- **Exercise brief**
In the material below, locate every line containing the string "flower" and copy each such line in full. Case counts.

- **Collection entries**
═══

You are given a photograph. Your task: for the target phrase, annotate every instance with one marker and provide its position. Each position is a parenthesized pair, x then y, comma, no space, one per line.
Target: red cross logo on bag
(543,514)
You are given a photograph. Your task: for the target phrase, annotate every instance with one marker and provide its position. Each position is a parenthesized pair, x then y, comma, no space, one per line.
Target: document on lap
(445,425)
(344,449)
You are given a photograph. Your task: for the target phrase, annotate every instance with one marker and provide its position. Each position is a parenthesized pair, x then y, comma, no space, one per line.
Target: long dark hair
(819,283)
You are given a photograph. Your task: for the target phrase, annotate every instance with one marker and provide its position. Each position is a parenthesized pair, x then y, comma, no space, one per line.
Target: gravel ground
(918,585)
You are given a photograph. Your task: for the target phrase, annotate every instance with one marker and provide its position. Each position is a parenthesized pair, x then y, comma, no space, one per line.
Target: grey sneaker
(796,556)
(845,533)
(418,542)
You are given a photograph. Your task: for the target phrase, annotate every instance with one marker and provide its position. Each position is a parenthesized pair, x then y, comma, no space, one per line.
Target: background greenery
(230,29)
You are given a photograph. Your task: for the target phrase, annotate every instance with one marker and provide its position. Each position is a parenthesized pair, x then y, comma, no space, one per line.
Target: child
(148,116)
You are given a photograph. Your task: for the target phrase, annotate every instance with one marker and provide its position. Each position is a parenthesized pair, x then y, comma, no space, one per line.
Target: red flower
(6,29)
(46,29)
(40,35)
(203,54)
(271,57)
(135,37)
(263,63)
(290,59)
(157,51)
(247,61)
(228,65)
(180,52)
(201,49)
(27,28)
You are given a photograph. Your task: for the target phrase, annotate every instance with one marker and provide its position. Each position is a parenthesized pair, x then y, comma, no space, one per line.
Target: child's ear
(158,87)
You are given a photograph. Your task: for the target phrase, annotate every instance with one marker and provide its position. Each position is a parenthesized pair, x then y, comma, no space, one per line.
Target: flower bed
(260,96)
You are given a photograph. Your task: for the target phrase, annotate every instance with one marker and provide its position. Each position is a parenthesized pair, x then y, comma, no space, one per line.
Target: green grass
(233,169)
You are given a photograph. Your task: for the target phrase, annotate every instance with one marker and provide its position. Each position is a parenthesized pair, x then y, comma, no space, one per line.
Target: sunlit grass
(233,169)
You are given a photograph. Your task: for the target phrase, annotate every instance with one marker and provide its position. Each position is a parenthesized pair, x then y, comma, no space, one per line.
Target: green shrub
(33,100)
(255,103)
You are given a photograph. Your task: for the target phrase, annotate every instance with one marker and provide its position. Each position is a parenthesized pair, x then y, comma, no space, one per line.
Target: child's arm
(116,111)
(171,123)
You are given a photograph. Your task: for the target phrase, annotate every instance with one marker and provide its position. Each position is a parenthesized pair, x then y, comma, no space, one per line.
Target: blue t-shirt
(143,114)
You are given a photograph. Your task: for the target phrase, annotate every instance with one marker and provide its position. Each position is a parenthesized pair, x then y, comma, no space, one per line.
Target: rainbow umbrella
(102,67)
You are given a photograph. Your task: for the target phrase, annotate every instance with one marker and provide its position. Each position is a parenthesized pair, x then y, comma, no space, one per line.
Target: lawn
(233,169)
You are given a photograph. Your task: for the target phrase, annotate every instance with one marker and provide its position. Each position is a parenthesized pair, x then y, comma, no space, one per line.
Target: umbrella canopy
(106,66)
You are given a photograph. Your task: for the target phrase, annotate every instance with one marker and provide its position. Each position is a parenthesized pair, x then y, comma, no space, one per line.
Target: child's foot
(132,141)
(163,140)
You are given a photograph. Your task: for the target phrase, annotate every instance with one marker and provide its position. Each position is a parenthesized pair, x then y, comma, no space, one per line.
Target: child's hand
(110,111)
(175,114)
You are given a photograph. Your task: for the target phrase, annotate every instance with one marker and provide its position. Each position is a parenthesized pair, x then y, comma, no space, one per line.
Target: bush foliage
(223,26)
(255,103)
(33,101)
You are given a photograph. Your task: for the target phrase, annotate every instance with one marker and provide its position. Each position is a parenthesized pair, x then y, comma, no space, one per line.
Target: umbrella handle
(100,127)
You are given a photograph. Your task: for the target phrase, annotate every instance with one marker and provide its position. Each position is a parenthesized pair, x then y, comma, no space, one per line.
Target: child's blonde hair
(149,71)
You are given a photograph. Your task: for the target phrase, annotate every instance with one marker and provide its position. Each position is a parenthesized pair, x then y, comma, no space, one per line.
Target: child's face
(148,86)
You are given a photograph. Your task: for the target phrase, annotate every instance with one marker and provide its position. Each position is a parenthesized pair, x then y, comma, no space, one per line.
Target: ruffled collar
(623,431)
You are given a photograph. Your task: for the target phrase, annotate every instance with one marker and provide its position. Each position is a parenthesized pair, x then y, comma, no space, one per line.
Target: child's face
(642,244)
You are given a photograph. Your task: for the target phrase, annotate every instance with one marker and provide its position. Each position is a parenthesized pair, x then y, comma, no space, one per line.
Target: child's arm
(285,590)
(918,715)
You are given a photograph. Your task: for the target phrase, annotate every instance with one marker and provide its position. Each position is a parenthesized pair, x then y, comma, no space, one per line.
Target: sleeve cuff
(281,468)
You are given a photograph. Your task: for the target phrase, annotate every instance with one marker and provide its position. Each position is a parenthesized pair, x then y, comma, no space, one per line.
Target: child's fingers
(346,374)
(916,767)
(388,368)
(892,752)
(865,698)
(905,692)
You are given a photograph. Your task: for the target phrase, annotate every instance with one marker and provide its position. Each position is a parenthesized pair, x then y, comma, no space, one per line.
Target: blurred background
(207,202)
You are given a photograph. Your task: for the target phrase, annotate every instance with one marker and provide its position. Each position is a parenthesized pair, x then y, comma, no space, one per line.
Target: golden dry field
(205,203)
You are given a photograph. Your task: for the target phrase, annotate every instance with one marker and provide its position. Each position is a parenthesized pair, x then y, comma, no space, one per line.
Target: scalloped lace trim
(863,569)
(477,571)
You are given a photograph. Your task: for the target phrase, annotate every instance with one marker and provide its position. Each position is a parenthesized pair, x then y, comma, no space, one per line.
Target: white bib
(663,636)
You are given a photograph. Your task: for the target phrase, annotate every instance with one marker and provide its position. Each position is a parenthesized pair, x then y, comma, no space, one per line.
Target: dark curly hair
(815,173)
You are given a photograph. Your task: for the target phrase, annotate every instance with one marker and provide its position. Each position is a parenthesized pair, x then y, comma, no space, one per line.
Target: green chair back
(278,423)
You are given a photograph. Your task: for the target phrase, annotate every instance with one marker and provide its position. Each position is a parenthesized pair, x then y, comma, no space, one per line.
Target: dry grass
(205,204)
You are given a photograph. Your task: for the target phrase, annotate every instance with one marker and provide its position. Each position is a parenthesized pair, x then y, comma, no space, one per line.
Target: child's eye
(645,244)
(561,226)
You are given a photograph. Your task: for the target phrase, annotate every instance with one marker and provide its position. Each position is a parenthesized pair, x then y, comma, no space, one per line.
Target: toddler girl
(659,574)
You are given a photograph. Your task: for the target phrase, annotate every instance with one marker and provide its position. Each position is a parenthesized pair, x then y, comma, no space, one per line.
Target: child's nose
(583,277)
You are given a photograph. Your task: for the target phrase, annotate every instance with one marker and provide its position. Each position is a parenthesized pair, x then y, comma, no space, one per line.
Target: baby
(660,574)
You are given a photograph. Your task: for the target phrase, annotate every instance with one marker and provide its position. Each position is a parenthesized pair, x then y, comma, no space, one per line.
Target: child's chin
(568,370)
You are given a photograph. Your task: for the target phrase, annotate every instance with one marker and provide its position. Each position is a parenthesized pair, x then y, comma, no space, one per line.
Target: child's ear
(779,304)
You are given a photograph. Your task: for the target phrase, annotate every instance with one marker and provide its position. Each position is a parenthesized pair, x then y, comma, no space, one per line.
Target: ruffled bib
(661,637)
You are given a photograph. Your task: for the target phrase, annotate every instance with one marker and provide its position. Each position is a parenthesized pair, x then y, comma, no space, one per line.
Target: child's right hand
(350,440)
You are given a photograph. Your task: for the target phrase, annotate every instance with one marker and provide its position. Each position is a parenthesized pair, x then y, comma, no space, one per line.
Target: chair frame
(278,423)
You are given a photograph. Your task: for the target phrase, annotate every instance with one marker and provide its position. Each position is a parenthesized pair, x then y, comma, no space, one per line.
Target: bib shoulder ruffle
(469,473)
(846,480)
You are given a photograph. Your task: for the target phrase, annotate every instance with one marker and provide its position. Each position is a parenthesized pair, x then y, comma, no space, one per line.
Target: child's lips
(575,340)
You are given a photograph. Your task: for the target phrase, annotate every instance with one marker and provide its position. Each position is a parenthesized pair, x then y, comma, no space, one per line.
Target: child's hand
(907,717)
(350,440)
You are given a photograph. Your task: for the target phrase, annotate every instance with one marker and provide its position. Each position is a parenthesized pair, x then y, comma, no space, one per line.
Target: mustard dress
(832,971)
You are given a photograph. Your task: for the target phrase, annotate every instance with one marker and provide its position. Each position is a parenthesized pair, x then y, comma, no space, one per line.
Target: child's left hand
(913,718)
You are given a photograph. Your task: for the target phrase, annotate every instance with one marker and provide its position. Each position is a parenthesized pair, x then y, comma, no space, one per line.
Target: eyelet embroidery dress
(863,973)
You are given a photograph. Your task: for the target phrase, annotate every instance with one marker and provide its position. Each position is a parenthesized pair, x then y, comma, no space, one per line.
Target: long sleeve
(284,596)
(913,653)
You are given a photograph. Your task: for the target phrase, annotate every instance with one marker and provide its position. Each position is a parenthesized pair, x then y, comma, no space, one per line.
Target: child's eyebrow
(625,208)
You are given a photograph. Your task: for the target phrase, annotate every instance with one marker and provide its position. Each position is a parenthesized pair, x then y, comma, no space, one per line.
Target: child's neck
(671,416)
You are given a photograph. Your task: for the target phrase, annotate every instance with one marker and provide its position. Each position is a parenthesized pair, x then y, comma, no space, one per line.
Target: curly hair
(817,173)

═══

- **Answer for this exercise**
Target: red flower
Target: flower bed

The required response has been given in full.